_Job_
Pick out every line in the records below that contains the word "frame", and copy each of those lines.
═══ Given information
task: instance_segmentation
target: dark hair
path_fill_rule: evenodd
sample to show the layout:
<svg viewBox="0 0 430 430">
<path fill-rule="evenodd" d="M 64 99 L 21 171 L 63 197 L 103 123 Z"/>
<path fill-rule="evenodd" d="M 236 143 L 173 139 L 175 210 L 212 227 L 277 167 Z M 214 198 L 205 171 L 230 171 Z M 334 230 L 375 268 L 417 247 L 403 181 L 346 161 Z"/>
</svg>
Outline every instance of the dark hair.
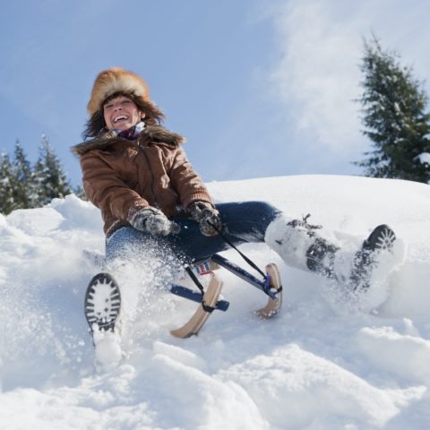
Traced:
<svg viewBox="0 0 430 430">
<path fill-rule="evenodd" d="M 145 124 L 148 125 L 160 125 L 165 115 L 159 108 L 150 100 L 145 100 L 142 97 L 135 96 L 133 93 L 118 91 L 109 96 L 102 104 L 100 108 L 95 112 L 85 124 L 85 130 L 82 133 L 83 140 L 98 136 L 101 132 L 106 131 L 106 122 L 103 116 L 103 106 L 108 101 L 119 96 L 125 96 L 135 103 L 139 110 L 145 114 Z"/>
</svg>

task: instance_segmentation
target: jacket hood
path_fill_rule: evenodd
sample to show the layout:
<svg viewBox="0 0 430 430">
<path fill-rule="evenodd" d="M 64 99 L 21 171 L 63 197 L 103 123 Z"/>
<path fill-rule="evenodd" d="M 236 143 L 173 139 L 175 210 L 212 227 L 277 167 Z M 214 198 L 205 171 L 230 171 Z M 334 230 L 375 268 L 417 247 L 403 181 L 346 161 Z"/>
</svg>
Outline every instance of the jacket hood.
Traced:
<svg viewBox="0 0 430 430">
<path fill-rule="evenodd" d="M 176 147 L 185 142 L 185 138 L 177 133 L 170 132 L 161 125 L 147 125 L 137 138 L 139 144 L 147 146 L 151 143 L 162 143 L 168 146 Z M 130 142 L 126 139 L 117 137 L 111 132 L 106 132 L 94 139 L 85 141 L 72 147 L 72 152 L 78 157 L 82 156 L 89 150 L 106 150 L 117 142 Z"/>
</svg>

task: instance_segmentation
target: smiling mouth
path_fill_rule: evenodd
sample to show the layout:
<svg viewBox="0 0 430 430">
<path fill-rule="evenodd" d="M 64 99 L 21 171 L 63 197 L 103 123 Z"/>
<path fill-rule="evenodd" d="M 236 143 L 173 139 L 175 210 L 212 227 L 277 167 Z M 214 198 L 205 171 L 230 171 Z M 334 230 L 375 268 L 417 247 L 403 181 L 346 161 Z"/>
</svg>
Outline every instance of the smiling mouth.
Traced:
<svg viewBox="0 0 430 430">
<path fill-rule="evenodd" d="M 116 116 L 116 118 L 114 118 L 114 124 L 119 121 L 125 121 L 125 120 L 126 121 L 127 119 L 128 119 L 127 116 L 121 115 L 120 116 Z"/>
</svg>

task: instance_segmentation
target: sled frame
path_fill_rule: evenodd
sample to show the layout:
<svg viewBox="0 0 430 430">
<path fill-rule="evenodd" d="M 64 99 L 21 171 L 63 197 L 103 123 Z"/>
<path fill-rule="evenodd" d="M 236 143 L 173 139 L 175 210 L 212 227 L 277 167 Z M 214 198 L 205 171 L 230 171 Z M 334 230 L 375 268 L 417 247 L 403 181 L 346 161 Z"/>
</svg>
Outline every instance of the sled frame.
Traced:
<svg viewBox="0 0 430 430">
<path fill-rule="evenodd" d="M 219 310 L 226 312 L 228 309 L 229 303 L 228 301 L 219 300 L 222 289 L 222 281 L 212 271 L 219 267 L 230 271 L 269 297 L 267 304 L 255 311 L 255 314 L 260 318 L 267 320 L 279 313 L 282 305 L 282 285 L 280 271 L 275 263 L 267 264 L 265 268 L 266 276 L 262 280 L 259 280 L 219 254 L 212 255 L 207 262 L 210 268 L 210 271 L 207 273 L 210 273 L 212 278 L 206 292 L 196 292 L 178 285 L 171 286 L 170 292 L 172 294 L 201 304 L 188 322 L 179 329 L 172 330 L 170 331 L 171 334 L 179 338 L 188 338 L 192 335 L 196 335 L 212 311 Z"/>
</svg>

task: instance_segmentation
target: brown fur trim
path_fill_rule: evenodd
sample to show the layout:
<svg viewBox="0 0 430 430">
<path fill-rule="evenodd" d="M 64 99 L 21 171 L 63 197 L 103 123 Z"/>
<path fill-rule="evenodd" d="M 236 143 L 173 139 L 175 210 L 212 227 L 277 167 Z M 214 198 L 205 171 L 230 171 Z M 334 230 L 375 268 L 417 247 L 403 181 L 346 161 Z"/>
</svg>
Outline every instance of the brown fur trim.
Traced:
<svg viewBox="0 0 430 430">
<path fill-rule="evenodd" d="M 144 100 L 150 99 L 148 84 L 142 78 L 121 67 L 112 67 L 100 72 L 94 82 L 87 105 L 90 116 L 99 110 L 105 100 L 116 92 L 131 92 Z"/>
<path fill-rule="evenodd" d="M 115 92 L 111 96 L 109 96 L 105 102 L 109 101 L 111 99 L 115 99 L 116 97 L 119 96 L 125 96 L 128 97 L 132 101 L 135 103 L 139 110 L 145 114 L 145 124 L 147 125 L 157 125 L 162 123 L 163 119 L 165 118 L 164 114 L 161 110 L 157 107 L 155 103 L 150 100 L 145 100 L 142 97 L 137 97 L 134 94 L 129 92 Z M 82 133 L 83 140 L 88 139 L 89 137 L 97 137 L 102 133 L 106 131 L 106 123 L 105 118 L 103 116 L 103 110 L 100 108 L 99 110 L 96 111 L 87 121 L 85 125 L 86 128 Z"/>
<path fill-rule="evenodd" d="M 95 139 L 91 139 L 82 143 L 72 147 L 72 152 L 78 157 L 82 156 L 89 150 L 106 150 L 113 143 L 123 141 L 129 142 L 125 139 L 114 136 L 110 132 L 106 132 Z M 161 125 L 147 125 L 138 137 L 140 145 L 148 146 L 151 143 L 165 144 L 168 146 L 178 146 L 184 143 L 185 138 L 177 133 L 173 133 Z"/>
</svg>

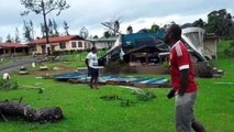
══════
_Solution_
target: sled frame
Outline every instance of the sled frame.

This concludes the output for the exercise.